-- begin Records for processing --

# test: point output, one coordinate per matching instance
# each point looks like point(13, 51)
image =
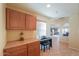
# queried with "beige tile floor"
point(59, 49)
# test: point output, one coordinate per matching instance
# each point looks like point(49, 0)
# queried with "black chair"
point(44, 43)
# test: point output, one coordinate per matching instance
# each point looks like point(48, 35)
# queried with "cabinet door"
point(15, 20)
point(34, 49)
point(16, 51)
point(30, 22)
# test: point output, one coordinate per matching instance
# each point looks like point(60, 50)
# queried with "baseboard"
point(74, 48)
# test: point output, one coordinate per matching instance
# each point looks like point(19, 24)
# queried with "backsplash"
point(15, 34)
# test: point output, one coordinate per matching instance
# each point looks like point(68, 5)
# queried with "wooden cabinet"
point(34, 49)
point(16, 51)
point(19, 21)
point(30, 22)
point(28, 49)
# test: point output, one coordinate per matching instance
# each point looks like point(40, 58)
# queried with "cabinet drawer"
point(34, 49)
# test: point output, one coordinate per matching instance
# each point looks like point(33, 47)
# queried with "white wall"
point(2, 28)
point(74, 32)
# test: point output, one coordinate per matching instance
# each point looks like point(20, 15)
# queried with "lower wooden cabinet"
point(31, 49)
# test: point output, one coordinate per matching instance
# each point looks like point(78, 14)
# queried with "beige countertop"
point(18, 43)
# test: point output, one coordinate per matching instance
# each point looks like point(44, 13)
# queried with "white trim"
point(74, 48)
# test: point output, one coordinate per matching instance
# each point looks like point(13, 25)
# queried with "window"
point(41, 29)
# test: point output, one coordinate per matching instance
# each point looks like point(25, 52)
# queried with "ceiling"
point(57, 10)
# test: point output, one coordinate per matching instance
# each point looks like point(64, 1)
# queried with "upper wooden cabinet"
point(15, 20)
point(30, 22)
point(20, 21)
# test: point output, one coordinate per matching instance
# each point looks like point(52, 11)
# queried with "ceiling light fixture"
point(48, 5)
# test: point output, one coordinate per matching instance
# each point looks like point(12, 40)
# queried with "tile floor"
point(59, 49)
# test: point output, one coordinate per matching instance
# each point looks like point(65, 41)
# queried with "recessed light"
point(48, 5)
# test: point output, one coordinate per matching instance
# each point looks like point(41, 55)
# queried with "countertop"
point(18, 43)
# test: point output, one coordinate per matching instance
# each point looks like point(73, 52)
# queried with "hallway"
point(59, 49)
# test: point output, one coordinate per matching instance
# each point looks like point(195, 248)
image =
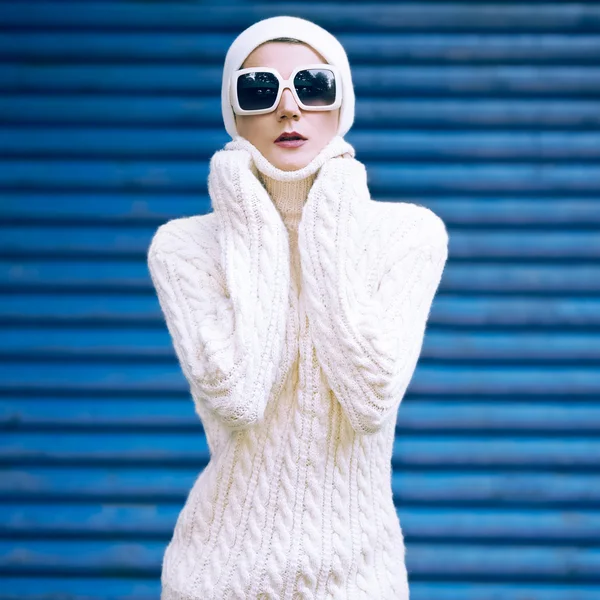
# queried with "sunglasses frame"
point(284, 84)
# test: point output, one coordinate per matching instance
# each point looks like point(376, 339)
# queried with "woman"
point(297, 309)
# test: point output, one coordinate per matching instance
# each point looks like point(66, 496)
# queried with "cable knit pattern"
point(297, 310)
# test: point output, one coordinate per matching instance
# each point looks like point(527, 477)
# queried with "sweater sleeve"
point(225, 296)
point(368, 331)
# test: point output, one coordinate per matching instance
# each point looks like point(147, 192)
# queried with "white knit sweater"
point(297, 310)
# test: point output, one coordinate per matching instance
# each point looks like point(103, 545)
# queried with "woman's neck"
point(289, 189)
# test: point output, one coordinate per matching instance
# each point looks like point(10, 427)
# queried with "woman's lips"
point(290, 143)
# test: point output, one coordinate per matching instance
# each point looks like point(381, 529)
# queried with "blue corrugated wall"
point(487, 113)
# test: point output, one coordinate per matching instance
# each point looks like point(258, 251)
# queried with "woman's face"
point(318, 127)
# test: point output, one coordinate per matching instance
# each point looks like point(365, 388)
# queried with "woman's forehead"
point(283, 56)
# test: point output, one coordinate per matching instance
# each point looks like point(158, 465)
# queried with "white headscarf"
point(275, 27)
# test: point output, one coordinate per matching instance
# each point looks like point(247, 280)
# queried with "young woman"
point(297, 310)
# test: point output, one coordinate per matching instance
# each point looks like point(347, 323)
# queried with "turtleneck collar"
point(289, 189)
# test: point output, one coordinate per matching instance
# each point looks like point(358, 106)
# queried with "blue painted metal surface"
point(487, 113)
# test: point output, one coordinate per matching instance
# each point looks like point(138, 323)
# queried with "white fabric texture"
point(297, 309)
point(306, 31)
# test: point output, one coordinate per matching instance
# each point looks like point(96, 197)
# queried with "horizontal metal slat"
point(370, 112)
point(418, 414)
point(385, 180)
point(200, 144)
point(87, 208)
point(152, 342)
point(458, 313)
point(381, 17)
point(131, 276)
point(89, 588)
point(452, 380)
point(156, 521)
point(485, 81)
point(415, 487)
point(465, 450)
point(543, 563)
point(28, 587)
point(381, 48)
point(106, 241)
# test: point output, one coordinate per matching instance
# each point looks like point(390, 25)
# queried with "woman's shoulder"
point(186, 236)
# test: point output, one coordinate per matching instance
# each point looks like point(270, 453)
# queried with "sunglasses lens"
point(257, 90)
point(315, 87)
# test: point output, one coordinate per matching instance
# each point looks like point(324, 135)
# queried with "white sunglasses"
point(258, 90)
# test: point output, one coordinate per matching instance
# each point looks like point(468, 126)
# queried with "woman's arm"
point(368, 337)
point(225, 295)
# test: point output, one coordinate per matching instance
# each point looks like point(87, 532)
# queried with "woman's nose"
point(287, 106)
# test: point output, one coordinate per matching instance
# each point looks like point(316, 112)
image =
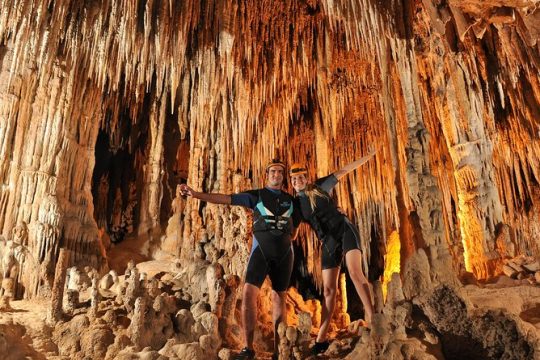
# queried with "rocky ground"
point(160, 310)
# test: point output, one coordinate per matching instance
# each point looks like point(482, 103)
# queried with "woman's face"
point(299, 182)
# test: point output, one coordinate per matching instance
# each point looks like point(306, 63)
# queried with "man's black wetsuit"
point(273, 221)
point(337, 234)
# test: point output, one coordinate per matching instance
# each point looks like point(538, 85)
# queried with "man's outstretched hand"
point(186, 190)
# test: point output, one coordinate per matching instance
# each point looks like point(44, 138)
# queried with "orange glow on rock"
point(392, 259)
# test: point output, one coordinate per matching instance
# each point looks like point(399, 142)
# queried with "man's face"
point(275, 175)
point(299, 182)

-- end Records for processing --
-- begin Records for processing --

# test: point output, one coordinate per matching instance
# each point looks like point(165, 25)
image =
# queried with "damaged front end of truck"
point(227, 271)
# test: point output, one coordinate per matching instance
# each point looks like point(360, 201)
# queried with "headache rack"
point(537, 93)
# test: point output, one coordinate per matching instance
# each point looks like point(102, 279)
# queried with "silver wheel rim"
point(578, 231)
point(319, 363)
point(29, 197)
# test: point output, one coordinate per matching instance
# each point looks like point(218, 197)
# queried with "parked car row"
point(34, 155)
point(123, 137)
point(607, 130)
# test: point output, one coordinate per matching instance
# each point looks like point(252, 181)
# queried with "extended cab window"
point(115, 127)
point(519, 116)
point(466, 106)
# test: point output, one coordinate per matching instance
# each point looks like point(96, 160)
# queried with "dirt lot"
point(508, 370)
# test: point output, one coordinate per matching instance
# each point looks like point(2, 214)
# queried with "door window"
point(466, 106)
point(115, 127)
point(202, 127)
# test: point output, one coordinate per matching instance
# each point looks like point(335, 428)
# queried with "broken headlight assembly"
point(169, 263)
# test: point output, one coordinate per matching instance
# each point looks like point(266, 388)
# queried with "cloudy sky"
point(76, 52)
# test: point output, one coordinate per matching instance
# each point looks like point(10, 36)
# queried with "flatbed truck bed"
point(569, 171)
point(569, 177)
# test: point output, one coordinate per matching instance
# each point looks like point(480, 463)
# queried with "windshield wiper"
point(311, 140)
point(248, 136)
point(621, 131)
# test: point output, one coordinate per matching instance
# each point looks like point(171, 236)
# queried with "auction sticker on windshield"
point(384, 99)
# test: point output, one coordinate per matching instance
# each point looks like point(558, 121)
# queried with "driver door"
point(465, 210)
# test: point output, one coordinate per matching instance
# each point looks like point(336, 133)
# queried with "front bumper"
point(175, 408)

-- end Records for processing --
-- begin Records for processing --

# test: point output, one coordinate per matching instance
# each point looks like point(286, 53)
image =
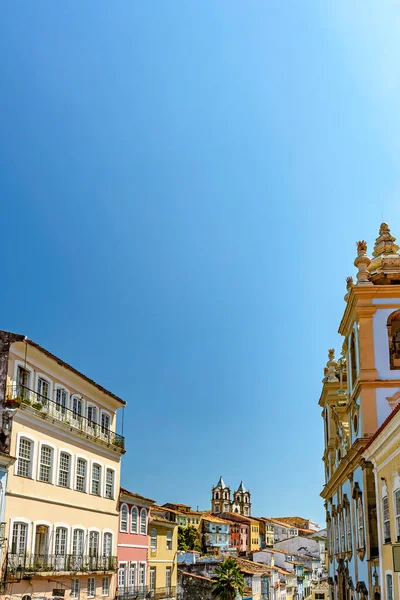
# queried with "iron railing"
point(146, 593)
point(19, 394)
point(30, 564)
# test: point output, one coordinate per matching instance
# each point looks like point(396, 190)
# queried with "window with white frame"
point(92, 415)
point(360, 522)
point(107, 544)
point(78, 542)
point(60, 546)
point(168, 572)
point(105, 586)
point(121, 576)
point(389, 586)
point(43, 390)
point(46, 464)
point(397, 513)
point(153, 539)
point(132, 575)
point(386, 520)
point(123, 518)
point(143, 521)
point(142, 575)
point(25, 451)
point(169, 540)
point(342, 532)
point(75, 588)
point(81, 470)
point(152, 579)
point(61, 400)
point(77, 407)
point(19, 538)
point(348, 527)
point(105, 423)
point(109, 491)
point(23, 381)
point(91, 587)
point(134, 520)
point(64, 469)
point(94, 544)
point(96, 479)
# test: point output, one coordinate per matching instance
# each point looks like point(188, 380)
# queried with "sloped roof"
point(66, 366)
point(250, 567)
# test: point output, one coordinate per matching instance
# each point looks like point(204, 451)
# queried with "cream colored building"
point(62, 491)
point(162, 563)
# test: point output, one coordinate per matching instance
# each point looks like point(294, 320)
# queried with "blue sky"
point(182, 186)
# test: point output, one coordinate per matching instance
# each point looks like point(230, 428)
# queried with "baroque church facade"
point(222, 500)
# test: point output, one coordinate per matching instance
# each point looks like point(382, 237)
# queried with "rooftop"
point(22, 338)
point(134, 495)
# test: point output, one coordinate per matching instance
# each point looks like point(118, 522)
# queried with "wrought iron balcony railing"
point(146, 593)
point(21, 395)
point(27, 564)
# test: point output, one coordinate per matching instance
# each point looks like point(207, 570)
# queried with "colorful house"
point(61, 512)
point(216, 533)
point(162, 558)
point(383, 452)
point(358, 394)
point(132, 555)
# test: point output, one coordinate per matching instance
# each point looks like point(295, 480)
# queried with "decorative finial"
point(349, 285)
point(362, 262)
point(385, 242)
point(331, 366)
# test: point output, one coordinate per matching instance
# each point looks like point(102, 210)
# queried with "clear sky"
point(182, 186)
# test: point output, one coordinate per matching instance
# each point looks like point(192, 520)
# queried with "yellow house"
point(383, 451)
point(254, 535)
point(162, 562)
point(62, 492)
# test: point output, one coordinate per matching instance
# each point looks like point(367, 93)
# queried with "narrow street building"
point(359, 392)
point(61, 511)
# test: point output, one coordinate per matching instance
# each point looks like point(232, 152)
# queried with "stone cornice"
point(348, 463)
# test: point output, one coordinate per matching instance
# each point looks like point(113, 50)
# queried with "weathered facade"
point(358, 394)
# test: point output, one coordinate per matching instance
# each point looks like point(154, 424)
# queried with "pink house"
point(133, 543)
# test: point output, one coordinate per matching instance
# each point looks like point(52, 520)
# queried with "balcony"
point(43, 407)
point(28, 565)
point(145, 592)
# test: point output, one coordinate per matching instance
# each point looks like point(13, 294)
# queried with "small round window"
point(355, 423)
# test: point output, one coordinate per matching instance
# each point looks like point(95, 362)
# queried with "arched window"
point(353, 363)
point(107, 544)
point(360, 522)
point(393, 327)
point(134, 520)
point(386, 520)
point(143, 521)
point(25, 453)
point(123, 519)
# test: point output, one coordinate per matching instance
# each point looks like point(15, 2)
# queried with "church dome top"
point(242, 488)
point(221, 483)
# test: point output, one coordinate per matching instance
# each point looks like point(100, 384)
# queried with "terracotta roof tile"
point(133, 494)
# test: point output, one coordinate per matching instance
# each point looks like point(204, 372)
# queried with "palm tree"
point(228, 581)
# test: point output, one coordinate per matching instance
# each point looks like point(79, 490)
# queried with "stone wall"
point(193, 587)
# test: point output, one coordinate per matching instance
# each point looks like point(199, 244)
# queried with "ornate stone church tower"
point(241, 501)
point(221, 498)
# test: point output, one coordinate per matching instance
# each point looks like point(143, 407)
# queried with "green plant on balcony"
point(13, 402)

-- end Records for processing --

* _What is expected_
Count the lines in the rows above that contain the string "frame", with case counting, and reply with only the number.

* _Exercise output_
2